* _Text passage_
- Opening Delimiter -
Monday, July 13, 2026

Oftentimes The Only Thing You Can Do Is Just Let It Go

Romans 12:19-21, Dearly beloved, avenge not yourselves, but rather give place unto wrath: for it is written, Vengeance is mine; I will repay, saith the Lord. Therefore if thine enemy hunger, feed him; if he thirst, give him drink: for in so doing thou shalt heap coals of fire on his head. Be not overcome of evil, but overcome evil with good.”

I am age 59. I sometimes wonder how I managed to make it this far in life alive. Many people don't. I have lived in the city of Pensacola since 2021. A couple years ago, I read in the local news about a 52-year-old local man who was sadly killed when a dump truck struck his vehicle. When I think back over my life—the numerous close calls with death, crazy people and life's unpredictability—I am surprised that I've made it this far. I am thankful to God.

That being said, I cannot tell you how many times there have been throughout my life, when I felt totally helpful in a situation. I have often wished to God that I had some supernatural power to hurt people—to force them to face the consequences of their bad attitudes, their reckless ways, their woeful lack of love and concern—to force them to care! Unfortunately, neither I nor you have that power, short of breaking the law and going to prison for committing a crime.

More times that I can remember, cruel people have hurt me, stolen from me, humiliated me, defrauded me, been mean to me, and made me wish that I had the power to execute vengeance upon them. What saith the Scripture? Our text passage from Romans 12:19 teaches that vengeance belongs to God alone. This passage is a quote from the Old Testament from Deuteronomy 32:35, “To me belongeth vengeance, and recompence; their foot shall slide in due time: for the day of their calamity is at hand, and the things that shall come upon them make haste. I love that phrase, “their foot shall slide in due time.” In other words, the old adage is very true that: “What goes around comes around.

God PROMISES, His integrity is at stake, to avenge all wrong doing. I used to sometimes get angry at God, thinking that someone hurting my feelings was too trivial a matter for Him to avenge; but dear reader, that is simply not true. If someone hurts your feelings, and you feel like deleting them or hurting them badly, you can rest assure that God will avenge you friend.

While driving, I have had mean people blast their car horn at me just because they could, just to be a jerk, when I hadn't done nothing wrong. One woman blasted her horn at me in McDonald's drive-thru last year. I hadn't delayed to keep up with moving traffic. I did nothing wrong. That unkind gesture from her ruined my day. What she did lingered in my mind and I was sad the whole day.

I wish that I could merely let things go when incidents happen, when mean people hurt my feelings, and not let anything affect me; but it does affect me, and I have never been able to just move on like nothing happened. It takes a day or two, or three, for me to calm down and things to go back to normal. The reason why is because I have a large heart. I am a caring person. The flipside of caring is that I am also a very emotionally sensitive man. I get my feelings hurt very easily. I learned a very long time ago that tender-hearted people do not mix well with cold-hearted people. I want nothing to do with cold-hearted people.
- Closing Delimiter -
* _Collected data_
- Opening Delimiter -
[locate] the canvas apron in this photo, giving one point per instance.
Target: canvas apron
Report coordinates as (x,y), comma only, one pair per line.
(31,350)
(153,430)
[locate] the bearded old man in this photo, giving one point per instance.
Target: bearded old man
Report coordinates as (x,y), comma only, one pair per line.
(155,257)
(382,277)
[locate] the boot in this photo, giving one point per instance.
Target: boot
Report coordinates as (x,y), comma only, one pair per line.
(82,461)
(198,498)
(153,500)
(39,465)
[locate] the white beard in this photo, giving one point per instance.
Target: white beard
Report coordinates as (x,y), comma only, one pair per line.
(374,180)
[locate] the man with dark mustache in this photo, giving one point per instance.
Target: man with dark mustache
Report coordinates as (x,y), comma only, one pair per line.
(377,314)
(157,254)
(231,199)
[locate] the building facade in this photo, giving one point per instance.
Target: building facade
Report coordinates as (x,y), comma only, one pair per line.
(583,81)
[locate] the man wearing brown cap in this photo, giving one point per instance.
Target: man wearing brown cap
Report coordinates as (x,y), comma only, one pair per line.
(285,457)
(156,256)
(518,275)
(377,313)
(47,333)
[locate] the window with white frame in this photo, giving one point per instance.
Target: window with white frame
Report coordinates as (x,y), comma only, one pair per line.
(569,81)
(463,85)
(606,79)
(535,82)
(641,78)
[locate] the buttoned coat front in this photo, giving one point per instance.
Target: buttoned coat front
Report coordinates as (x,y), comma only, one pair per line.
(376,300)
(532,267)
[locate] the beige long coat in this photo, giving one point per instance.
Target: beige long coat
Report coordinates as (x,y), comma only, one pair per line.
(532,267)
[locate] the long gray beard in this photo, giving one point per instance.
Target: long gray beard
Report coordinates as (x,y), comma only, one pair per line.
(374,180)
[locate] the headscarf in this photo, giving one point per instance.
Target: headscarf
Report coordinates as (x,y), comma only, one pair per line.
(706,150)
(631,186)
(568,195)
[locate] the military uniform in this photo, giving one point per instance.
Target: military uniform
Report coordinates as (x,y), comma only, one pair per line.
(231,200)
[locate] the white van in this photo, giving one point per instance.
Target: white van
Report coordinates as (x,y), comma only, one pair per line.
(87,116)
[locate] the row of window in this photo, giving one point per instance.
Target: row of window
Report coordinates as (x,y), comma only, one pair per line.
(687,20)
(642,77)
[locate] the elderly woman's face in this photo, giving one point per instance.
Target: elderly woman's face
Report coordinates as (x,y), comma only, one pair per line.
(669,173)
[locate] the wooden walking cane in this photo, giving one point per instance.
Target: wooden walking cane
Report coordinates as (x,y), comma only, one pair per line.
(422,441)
- Closing Delimiter -
- Opening Delimiter -
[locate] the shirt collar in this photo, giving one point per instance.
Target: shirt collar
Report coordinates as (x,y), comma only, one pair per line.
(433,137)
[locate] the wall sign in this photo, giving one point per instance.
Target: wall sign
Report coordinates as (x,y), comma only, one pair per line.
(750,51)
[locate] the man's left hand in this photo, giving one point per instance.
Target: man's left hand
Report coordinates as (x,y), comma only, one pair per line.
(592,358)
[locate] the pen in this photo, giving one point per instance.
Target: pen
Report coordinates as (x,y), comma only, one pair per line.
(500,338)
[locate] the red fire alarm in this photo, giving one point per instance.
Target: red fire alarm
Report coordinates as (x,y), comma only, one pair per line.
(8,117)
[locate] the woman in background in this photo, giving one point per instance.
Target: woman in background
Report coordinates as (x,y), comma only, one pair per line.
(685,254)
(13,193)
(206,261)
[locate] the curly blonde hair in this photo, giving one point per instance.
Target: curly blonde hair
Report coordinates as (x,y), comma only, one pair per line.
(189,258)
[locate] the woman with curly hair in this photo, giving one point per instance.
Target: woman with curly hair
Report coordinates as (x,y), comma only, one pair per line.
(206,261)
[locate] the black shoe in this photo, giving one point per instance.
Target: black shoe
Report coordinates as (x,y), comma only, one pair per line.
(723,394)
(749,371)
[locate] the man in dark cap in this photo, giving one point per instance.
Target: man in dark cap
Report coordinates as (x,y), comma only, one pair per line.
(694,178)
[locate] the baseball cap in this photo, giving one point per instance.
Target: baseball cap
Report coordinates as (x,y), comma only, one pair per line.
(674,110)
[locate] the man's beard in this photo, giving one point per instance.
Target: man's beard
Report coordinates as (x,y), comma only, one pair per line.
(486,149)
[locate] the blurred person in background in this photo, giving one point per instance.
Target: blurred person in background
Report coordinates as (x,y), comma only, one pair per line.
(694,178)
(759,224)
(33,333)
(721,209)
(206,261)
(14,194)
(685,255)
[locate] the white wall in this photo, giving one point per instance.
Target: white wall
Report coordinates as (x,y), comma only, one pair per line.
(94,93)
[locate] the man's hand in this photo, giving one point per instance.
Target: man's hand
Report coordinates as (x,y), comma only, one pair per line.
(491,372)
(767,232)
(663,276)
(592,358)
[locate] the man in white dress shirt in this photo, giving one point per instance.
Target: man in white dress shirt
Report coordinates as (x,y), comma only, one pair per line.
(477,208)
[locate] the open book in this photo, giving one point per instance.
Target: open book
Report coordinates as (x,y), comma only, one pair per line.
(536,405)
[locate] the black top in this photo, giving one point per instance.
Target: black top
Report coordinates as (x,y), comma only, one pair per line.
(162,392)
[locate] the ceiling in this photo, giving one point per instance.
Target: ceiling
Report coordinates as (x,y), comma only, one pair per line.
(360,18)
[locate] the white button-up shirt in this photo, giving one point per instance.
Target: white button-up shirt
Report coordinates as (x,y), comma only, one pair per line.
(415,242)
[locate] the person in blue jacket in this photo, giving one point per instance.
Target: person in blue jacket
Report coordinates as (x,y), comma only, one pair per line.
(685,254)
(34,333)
- Closing Delimiter -
- Opening Delimiter -
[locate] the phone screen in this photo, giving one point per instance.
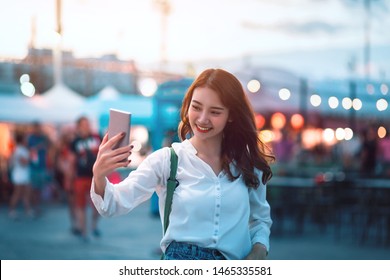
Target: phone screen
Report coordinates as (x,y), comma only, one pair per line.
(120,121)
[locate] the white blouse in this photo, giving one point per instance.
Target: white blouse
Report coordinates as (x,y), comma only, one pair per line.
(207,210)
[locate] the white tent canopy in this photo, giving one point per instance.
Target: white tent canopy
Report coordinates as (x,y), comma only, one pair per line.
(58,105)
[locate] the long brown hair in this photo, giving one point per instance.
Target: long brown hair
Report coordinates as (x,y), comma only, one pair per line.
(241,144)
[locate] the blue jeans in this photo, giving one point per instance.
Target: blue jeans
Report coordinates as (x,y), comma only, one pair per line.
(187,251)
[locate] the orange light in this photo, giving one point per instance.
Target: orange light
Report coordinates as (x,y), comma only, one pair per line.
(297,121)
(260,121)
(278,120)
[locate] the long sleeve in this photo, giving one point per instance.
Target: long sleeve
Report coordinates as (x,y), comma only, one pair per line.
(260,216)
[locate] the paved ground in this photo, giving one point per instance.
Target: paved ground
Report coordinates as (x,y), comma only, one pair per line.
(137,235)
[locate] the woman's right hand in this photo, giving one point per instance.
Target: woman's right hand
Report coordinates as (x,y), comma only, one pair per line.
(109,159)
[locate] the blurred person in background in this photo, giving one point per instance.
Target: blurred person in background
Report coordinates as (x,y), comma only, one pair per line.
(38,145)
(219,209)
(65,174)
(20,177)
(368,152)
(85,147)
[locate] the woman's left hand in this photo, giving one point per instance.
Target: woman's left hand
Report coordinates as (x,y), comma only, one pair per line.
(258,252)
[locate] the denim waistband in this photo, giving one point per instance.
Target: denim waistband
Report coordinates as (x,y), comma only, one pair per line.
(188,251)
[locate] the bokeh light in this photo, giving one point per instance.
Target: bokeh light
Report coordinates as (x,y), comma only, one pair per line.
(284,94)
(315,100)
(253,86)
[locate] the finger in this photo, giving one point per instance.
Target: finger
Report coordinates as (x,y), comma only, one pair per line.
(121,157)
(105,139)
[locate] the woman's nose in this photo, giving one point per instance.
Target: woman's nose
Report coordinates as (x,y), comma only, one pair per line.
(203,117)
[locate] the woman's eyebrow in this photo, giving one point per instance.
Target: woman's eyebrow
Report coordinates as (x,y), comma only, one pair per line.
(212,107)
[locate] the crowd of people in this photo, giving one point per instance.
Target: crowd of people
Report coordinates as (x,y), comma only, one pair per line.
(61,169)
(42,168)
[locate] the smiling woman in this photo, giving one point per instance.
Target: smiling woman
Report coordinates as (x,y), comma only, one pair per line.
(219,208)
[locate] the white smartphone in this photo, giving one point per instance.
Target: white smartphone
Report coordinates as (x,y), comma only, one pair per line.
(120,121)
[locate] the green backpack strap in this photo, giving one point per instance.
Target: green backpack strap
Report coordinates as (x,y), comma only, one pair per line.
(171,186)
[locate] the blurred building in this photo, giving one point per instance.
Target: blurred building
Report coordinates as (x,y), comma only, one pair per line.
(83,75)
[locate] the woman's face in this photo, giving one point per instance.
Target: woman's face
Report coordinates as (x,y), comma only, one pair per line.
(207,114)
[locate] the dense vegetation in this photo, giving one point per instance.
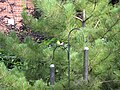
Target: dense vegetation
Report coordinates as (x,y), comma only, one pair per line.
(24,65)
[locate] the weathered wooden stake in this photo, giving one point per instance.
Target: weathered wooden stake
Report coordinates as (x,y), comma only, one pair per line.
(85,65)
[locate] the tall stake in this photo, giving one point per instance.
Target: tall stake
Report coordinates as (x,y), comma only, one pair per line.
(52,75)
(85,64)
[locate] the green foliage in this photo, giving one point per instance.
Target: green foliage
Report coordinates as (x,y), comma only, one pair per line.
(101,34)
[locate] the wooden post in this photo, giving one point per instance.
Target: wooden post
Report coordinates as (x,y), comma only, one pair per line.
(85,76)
- Closing Delimiter -
* _Problem requirements_
Retype the part of the devotional on letting go that begins at the words "God PROMISES, His" and stops after "the whole day.". Rely only on the devotional on letting go and not on the material.

* _Exercise output_
God PROMISES, His integrity is at stake, to avenge all wrong doing. I used to sometimes get angry at God, thinking that someone hurting my feelings was too trivial a matter for Him to avenge; but dear reader, that is simply not true. If someone hurts your feelings, and you feel like deleting them or hurting them badly, you can rest assure that God will avenge you friend.

While driving, I have had mean people blast their car horn at me just because they could, just to be a jerk, when I hadn't done nothing wrong. One woman blasted her horn at me in McDonald's drive-thru last year. I hadn't delayed to keep up with moving traffic. I did nothing wrong. That unkind gesture from her ruined my day. What she did lingered in my mind and I was sad the whole day.